**Prompt A**
Extract from the energy stocks article everything from "The S&P Energy" down to "it isn’t over.".
**Prompt B**
Extend the article on energy stocks and the oil rally, picking up after its final sentence.

**Source extract**
▼

The S&P Energy Index, lagging the oil price rally, still has room to run, according to a JPMorgan Chase & Co strategist who called the energy stocks rally at the beginning of this year.
According to Bloomberg, Dubravko Lakos-Bujas was one of the lone energy stock bulls at the start of this year. But energy stocks have surged 50% since then.
And according to Lakos-Bujas, it isn’t over.
Oil prices have returned to pre-pandemic levels—and then some. In fact, oil prices are 25% above pre-covid levels. Brent prices were trading just under $67 in January 2020, but have rallied above $80 per barrel now.
Energy stocks, however, have failed to rally as much, still down 2% from the pre-covid era, and are trading at a near-record low relative to their book value.
“We expect the sector to re-rate as companies deliver strong results, raise guidance, and reiterate their focus on shareholder capital return rather than unprofitable market share gains,” Lakos-Bujas’ client note read on Thursday, according to Bloomberg.

▲

Stored data entries
▼

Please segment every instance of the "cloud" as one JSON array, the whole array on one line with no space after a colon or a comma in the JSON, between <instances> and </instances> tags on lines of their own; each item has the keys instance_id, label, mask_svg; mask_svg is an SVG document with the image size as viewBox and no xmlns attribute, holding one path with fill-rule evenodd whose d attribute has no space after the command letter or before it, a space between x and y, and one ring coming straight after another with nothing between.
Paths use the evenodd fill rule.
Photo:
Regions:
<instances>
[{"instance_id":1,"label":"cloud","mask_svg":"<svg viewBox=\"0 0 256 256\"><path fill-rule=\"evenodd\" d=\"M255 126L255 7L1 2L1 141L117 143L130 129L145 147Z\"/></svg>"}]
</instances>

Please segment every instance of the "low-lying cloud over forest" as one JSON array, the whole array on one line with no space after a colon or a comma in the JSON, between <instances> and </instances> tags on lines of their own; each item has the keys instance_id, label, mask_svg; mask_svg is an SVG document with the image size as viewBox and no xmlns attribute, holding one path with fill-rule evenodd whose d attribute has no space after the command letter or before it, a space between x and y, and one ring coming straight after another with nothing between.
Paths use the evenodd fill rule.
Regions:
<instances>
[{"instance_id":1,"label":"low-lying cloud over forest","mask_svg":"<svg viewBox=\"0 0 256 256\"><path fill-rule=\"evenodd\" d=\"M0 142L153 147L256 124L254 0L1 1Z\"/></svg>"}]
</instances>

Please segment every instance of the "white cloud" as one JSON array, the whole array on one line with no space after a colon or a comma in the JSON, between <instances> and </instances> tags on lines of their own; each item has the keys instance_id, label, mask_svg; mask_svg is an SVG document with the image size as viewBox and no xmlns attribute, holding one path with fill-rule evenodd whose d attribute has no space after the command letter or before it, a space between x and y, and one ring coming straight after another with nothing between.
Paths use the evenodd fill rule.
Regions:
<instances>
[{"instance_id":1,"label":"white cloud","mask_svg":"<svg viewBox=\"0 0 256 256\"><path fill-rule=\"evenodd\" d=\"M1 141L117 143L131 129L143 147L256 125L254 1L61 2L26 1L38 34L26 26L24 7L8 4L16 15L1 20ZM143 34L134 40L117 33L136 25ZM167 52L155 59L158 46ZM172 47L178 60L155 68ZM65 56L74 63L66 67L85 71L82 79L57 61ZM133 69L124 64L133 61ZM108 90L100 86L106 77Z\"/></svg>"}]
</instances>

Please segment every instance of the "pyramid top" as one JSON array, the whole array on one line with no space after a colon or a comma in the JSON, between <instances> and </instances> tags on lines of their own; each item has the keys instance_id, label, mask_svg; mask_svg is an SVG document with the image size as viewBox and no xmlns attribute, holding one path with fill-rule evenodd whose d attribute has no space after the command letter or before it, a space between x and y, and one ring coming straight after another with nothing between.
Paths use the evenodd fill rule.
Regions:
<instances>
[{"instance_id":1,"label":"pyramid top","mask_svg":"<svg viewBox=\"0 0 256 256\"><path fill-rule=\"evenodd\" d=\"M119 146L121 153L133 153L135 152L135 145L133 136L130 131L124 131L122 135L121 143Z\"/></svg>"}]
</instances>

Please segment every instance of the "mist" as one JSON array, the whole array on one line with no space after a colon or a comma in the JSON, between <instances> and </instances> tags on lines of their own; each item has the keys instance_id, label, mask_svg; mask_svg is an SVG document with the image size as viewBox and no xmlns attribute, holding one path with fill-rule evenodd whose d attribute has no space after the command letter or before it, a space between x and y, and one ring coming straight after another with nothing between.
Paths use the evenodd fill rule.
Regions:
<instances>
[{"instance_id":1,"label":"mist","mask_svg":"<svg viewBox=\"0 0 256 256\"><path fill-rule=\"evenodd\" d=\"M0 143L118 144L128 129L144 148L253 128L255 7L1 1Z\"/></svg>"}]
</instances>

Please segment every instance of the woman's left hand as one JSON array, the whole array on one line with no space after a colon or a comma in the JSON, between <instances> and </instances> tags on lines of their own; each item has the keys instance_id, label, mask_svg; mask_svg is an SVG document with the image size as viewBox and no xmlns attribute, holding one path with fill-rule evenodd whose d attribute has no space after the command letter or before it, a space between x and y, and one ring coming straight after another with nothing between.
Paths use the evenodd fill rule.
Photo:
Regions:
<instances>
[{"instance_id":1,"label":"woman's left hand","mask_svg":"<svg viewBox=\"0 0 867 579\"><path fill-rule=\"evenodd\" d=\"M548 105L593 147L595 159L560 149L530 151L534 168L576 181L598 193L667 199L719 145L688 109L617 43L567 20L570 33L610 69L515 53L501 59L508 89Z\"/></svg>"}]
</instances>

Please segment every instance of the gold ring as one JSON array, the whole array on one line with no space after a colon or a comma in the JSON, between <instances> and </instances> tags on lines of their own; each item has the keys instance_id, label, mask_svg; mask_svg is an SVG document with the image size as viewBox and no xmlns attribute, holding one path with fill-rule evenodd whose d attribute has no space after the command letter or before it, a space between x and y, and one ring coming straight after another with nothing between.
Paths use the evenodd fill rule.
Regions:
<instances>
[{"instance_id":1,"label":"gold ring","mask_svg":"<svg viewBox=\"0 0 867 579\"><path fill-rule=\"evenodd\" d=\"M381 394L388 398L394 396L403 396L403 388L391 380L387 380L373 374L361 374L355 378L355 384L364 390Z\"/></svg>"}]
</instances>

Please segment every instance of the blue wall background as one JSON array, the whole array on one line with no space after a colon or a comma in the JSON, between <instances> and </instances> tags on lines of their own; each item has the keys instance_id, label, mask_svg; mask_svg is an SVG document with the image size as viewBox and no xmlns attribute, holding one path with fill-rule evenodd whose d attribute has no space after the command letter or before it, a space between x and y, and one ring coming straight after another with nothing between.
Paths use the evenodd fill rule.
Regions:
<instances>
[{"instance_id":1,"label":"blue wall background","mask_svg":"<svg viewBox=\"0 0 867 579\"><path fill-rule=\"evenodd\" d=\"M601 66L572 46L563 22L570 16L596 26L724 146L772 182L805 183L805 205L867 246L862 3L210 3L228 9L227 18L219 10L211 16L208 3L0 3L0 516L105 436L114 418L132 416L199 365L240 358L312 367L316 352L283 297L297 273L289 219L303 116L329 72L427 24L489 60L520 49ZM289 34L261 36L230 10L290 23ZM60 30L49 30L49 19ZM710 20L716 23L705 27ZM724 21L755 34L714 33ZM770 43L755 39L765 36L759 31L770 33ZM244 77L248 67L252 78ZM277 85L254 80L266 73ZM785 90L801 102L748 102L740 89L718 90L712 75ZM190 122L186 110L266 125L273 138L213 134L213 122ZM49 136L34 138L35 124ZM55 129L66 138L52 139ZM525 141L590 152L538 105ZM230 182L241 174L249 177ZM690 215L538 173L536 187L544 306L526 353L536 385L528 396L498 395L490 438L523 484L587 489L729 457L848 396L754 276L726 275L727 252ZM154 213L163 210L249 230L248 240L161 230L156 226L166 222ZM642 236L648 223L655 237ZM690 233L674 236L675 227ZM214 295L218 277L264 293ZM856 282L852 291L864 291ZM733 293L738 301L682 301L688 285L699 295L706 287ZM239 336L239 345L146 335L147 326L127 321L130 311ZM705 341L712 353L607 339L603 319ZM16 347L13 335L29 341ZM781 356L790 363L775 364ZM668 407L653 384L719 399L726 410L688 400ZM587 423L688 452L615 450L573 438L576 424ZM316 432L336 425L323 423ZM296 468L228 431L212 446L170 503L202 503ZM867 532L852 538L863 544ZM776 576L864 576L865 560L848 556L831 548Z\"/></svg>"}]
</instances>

▲

**Written answer A**
The S&P Energy Index, lagging the oil price rally, still has room to run, according to a JPMorgan Chase & Co strategist who called the energy stocks rally at the beginning of this year.
According to Bloomberg, Dubravko Lakos-Bujas was one of the lone energy stock bulls at the start of this year. But energy stocks have surged 50% since then.
And according to Lakos-Bujas, it isn’t over.

**Written answer B**
“In a world where most assets have broadly re-rated due to lower rates and liquidity, energy still offers non-linear earnings growth potential for several years at an attractive valuation.”
JPMorgan sees years of underinvestment on low profitability and strict environmental policies cutting into supply—an issue that the coronavirus pandemic has exacerbated.
But now, the case for prolonged outperformance of the energy sector is upon us, JPMorgan strategists said.